After finding the line that contains "Find the dark gray" in the entries below, retype it and every following line precisely, the last included.

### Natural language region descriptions
++++++
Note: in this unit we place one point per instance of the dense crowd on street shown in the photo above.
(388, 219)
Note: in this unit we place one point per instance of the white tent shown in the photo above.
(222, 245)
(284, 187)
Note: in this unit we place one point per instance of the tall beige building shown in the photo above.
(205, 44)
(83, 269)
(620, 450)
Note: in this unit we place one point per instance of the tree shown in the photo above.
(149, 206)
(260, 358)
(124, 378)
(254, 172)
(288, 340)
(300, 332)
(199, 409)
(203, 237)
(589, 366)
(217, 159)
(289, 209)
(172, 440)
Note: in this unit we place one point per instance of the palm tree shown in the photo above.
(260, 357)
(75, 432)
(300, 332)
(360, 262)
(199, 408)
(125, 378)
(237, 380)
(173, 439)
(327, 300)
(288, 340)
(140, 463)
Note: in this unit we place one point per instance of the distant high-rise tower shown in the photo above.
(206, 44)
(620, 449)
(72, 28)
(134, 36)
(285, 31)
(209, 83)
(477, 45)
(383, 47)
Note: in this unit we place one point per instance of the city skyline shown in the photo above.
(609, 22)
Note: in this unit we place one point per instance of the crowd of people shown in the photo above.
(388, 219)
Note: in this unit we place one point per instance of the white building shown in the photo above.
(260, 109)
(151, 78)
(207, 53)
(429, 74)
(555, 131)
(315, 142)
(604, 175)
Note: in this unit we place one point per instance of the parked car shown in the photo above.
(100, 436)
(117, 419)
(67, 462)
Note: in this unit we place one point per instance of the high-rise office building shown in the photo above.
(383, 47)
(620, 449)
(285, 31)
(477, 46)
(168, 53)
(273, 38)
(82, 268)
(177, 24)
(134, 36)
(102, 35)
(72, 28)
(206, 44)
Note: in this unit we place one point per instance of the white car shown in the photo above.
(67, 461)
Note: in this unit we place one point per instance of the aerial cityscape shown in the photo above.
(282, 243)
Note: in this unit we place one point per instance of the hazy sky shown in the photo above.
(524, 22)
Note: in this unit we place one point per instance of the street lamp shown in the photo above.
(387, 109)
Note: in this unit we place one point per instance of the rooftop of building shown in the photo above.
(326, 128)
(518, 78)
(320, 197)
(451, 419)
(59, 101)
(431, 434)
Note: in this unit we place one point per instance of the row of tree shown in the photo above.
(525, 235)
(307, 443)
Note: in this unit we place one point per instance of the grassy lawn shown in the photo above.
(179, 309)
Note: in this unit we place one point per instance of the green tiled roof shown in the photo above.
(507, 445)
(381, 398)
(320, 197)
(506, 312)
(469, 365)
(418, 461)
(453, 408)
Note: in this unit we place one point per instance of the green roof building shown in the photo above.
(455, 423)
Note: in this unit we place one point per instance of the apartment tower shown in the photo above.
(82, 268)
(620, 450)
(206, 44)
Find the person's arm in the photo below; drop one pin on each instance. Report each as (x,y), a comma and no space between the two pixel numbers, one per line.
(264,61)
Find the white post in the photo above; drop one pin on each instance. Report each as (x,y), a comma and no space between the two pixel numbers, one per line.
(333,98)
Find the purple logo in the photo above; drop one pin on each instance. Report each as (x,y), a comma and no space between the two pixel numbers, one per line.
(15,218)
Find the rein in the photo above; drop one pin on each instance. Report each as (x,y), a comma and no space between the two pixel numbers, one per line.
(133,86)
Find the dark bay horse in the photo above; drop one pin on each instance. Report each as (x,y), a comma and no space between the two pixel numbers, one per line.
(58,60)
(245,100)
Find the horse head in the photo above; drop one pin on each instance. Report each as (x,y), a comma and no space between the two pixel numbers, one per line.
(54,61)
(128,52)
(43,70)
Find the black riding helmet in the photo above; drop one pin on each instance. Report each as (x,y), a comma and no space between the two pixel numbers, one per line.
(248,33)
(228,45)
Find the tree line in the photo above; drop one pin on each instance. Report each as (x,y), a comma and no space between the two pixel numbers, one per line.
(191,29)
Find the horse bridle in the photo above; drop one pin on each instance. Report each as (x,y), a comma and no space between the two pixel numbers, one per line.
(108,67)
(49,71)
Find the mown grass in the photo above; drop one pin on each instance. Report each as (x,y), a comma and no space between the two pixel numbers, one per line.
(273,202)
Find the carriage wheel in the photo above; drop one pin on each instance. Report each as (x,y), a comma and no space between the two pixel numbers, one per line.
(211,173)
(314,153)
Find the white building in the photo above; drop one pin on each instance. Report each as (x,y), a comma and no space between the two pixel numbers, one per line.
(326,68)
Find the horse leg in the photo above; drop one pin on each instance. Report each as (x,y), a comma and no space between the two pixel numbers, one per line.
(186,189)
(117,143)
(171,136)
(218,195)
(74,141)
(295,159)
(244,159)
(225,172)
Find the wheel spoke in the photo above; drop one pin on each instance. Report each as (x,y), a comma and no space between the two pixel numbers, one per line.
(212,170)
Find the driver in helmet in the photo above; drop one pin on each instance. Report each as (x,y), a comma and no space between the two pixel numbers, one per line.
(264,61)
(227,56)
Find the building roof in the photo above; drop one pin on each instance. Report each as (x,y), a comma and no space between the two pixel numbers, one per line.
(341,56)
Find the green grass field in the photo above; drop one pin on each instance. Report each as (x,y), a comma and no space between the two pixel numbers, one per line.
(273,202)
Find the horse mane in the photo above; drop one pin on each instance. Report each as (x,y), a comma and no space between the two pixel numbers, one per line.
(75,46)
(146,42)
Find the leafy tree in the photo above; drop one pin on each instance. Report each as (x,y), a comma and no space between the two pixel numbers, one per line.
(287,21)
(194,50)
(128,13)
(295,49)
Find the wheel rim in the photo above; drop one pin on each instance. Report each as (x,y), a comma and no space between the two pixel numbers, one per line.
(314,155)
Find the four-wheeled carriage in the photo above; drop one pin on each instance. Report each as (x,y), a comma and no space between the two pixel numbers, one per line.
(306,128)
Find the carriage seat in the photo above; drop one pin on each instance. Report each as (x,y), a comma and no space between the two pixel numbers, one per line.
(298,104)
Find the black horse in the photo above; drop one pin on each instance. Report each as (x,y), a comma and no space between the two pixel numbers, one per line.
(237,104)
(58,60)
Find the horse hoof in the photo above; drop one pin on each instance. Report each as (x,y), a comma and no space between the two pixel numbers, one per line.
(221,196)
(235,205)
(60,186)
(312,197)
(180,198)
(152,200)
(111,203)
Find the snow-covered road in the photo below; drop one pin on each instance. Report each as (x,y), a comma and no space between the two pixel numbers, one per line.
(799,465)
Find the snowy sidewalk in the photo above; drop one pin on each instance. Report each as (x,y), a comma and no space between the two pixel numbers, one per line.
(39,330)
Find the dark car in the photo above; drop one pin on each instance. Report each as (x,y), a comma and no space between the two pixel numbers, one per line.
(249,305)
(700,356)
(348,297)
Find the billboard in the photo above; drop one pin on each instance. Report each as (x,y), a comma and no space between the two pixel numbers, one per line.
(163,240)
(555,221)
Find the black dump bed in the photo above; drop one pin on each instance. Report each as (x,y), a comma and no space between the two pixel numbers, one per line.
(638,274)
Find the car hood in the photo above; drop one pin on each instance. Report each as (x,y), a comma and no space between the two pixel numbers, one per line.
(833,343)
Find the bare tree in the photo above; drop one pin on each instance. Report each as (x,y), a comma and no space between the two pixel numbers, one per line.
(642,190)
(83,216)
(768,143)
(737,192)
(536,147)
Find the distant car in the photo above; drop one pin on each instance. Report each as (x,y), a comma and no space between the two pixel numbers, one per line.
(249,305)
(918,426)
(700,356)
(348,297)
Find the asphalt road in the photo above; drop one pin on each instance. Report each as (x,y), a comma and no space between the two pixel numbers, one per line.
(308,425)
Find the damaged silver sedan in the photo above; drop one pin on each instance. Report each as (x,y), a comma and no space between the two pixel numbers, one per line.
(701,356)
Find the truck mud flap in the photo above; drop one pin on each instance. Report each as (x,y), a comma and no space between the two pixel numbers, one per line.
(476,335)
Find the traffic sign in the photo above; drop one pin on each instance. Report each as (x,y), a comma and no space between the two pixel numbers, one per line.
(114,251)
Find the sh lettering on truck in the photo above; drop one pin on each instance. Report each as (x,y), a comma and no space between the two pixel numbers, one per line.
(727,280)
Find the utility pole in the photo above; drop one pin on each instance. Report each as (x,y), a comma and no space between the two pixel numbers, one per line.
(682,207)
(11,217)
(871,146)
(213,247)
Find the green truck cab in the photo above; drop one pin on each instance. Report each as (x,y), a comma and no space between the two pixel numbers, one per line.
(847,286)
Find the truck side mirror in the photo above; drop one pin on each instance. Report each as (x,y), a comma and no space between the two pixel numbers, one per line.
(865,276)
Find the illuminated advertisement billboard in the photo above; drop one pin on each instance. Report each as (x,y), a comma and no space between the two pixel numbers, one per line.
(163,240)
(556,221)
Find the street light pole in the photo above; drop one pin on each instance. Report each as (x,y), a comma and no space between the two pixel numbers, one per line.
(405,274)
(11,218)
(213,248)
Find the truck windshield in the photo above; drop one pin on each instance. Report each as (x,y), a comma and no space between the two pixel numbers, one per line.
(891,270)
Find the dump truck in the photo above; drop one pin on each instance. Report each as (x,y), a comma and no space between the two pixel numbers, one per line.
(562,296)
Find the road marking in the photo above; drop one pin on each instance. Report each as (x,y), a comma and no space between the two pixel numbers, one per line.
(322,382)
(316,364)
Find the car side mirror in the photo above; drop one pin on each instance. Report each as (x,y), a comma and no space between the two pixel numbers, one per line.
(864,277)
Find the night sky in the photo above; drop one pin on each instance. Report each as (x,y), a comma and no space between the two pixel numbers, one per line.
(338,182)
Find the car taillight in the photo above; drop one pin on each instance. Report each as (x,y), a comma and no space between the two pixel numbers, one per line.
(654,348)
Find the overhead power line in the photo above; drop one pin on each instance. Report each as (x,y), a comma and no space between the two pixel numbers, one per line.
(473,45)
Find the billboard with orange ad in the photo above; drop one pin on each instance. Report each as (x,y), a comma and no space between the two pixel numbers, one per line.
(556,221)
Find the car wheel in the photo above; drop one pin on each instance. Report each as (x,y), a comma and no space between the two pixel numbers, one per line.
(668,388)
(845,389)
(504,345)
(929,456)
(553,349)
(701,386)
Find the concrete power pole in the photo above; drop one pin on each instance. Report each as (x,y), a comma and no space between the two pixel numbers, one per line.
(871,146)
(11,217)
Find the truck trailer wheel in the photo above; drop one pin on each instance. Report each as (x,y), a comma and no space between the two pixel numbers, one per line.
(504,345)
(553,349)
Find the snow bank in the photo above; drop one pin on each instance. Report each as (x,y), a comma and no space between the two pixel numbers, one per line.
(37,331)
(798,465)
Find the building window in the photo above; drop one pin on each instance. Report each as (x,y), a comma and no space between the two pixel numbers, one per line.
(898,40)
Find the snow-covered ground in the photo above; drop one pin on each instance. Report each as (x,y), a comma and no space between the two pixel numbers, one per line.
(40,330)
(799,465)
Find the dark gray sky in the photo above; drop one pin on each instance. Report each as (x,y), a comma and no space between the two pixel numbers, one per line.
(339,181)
++++++
### EXERCISE SOLUTION
Find the dark gray sky in the photo above; drop one pin on each instance. Report each as (x,y), a comma and no space between the two pixel numbers, one per line.
(339,181)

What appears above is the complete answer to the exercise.